***** Record extracts *****

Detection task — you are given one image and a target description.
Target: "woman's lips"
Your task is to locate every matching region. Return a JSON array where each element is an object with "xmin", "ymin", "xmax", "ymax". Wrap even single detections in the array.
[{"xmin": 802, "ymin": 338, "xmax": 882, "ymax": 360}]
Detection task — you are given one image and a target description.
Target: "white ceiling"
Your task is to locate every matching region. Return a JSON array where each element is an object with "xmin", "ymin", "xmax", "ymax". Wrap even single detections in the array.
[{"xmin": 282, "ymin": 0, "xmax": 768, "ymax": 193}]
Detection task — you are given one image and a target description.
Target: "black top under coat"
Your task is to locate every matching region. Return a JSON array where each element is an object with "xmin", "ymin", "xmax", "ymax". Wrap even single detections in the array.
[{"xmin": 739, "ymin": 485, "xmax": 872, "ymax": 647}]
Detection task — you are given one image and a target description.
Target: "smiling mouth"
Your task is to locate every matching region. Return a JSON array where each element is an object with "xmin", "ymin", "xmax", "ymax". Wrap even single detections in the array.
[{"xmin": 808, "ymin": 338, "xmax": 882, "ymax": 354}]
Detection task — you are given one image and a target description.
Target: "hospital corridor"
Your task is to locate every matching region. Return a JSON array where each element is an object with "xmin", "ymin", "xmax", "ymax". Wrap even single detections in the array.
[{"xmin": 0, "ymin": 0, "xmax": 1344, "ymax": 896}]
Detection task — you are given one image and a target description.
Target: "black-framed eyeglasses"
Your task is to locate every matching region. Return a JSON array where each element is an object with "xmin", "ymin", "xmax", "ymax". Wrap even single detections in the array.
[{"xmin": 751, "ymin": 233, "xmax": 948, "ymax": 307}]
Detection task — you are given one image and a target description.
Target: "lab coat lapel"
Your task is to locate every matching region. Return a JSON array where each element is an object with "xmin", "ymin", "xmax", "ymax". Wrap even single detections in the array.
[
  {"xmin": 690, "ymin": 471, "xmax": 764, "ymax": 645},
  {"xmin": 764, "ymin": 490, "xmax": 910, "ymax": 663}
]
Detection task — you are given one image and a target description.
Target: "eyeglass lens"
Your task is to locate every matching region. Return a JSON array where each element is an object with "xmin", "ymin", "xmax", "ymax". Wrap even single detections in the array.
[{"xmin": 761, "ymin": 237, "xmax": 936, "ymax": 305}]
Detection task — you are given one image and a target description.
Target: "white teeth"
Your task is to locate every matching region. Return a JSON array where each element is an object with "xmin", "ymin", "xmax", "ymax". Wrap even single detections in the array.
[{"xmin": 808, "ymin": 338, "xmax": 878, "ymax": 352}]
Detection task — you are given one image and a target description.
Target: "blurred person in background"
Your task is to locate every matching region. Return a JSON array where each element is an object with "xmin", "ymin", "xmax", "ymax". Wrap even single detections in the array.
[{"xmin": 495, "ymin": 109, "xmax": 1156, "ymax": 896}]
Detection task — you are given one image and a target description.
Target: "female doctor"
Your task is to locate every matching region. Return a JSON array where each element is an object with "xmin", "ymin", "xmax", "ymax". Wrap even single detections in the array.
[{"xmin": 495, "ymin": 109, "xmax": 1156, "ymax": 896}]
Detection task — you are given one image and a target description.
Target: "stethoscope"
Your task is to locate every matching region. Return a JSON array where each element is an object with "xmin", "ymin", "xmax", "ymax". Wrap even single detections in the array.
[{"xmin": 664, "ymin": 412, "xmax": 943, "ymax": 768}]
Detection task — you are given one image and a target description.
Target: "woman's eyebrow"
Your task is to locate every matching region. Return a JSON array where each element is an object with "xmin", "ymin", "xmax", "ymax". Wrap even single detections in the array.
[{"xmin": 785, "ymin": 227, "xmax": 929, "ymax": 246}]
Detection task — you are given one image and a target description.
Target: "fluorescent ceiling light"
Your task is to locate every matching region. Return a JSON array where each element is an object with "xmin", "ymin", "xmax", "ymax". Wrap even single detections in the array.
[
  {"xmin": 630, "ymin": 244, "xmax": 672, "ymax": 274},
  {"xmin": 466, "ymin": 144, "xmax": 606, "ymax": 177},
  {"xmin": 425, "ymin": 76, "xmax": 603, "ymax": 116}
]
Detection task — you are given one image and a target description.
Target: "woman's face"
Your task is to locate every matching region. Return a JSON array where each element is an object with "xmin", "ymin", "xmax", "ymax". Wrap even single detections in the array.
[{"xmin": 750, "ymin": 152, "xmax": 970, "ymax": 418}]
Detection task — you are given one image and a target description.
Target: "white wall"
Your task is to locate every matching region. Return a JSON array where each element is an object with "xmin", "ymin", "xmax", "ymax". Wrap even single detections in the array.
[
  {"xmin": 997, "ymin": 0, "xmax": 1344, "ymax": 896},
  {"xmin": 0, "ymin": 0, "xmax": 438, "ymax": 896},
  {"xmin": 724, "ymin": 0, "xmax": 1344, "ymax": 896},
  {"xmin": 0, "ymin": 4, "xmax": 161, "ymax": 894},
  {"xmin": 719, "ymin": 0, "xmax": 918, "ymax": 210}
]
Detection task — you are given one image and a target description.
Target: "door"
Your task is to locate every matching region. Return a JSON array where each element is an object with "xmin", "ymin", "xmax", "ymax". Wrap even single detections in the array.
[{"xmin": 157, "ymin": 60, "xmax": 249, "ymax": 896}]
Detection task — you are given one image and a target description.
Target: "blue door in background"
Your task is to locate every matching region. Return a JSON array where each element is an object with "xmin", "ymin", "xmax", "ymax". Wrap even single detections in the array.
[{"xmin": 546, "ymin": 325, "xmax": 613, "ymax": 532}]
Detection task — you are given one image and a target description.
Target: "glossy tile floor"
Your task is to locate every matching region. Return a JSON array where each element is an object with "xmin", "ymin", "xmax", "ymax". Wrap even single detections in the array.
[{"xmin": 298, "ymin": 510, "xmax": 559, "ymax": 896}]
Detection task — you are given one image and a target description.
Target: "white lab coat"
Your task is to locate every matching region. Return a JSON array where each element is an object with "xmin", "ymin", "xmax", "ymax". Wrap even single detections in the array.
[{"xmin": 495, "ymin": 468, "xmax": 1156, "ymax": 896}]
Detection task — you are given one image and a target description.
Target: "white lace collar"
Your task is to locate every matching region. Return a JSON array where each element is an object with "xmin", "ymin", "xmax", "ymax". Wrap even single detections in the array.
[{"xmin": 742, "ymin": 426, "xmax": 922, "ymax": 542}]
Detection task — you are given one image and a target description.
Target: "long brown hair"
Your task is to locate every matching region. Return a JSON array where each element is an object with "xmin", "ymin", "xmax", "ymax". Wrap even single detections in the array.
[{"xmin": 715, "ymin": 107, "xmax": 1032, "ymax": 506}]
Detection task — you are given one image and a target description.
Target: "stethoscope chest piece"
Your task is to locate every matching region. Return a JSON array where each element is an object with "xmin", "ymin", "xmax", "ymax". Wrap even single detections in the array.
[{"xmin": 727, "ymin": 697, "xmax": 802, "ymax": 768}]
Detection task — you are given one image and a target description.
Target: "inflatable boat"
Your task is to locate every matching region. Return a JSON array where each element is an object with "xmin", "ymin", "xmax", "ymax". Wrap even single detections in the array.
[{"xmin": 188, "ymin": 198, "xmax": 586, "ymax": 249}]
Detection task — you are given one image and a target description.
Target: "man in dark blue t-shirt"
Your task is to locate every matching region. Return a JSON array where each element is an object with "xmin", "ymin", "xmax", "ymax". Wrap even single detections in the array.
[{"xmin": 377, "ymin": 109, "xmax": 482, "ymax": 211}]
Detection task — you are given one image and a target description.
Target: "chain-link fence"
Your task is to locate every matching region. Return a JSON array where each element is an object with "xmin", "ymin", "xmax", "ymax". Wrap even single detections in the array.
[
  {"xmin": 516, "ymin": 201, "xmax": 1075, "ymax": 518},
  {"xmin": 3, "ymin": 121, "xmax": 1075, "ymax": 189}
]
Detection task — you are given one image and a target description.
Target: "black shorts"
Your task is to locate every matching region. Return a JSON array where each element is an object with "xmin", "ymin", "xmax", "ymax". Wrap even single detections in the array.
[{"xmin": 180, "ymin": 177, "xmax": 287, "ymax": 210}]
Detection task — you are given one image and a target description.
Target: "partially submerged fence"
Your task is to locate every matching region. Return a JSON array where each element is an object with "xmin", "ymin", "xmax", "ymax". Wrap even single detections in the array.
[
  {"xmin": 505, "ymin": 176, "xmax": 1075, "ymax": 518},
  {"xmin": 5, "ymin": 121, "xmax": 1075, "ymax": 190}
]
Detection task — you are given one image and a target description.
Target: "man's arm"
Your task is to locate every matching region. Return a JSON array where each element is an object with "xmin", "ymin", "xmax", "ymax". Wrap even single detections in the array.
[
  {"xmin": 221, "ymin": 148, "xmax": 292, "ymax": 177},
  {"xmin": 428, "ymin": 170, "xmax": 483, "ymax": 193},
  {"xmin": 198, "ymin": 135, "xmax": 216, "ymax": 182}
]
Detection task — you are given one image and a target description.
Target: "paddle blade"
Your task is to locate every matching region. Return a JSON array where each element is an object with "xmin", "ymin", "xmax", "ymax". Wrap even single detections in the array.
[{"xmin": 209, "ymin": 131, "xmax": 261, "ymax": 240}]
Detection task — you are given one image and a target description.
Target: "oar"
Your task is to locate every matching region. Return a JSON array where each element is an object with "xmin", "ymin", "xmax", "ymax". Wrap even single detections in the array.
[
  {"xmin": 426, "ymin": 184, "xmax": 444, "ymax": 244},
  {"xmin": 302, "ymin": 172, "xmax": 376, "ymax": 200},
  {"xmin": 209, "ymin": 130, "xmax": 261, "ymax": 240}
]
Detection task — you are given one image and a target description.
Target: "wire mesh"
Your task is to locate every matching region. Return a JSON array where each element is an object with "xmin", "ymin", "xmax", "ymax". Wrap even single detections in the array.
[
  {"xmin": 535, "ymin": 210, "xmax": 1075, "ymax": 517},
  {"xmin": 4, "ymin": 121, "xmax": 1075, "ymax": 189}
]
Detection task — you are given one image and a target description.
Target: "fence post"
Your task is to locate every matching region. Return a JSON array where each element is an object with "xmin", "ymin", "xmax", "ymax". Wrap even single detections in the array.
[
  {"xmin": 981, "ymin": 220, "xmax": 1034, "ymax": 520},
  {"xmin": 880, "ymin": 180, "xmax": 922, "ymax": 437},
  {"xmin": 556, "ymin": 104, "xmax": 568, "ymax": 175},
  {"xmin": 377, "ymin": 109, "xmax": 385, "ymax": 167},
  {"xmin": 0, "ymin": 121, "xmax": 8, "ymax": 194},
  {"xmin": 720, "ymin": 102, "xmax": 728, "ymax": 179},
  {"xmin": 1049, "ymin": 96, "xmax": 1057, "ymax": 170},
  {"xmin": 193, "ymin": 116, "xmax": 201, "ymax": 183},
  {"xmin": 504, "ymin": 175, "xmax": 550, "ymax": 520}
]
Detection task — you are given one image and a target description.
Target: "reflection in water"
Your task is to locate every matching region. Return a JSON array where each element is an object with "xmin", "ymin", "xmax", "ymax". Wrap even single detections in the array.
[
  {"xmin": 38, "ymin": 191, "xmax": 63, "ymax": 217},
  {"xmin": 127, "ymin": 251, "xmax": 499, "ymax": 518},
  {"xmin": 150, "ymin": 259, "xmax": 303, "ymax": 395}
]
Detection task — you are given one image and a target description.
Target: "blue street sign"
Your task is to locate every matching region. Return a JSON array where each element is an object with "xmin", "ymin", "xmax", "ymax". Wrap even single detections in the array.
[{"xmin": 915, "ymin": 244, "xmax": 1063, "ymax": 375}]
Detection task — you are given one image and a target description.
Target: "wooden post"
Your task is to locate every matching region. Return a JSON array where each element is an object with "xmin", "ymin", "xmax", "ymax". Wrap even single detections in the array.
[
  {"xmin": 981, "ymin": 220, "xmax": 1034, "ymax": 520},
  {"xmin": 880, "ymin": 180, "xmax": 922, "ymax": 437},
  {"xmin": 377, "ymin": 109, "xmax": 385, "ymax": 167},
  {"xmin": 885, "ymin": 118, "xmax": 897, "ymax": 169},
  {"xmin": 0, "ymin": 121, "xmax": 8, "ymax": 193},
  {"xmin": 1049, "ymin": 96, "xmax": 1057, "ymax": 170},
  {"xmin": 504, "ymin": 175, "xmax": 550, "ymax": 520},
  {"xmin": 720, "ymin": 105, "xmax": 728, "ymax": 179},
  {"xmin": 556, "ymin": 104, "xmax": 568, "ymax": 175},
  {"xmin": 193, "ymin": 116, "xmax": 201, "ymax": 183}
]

*****

In the data above, how many lines contain the string "post"? Give only the number.

2